Extract the lines below, starting at the line that contains "Guideline — for every instance of the man" and continuing through the last line, and reproduce them without any changes.

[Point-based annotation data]
Start
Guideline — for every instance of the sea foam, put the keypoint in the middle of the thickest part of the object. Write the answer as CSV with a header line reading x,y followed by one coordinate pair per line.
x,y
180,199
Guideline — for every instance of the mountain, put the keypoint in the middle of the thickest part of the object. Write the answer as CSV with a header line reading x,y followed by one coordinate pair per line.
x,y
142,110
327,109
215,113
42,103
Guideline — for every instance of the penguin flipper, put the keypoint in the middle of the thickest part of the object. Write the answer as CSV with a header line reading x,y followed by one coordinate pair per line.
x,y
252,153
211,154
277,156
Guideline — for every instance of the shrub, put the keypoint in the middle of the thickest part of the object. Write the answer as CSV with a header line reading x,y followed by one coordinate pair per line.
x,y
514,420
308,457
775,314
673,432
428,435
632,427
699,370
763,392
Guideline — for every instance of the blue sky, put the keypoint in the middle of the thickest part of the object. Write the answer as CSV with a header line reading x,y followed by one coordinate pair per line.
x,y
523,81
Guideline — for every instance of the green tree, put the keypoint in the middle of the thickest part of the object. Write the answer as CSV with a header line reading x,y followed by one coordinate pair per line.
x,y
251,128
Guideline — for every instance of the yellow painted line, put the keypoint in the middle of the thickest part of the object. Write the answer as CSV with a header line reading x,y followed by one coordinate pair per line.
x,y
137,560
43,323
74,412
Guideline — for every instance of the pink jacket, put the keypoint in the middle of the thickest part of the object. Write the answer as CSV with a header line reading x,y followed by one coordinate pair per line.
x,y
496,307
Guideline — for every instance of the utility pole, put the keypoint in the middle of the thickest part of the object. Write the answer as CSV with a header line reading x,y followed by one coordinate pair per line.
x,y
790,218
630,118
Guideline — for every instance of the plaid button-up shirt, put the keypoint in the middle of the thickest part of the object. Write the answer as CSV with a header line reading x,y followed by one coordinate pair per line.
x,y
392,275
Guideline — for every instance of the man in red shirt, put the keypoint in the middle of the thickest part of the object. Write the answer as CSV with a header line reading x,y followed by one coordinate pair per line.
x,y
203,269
End
Written solution:
Guideline — for every instance of the man in red shirt, put the keypoint in the middle of the thickest part of the object. Write the answer as CSV with a header line reading x,y followed by one coordinate pair per line.
x,y
203,269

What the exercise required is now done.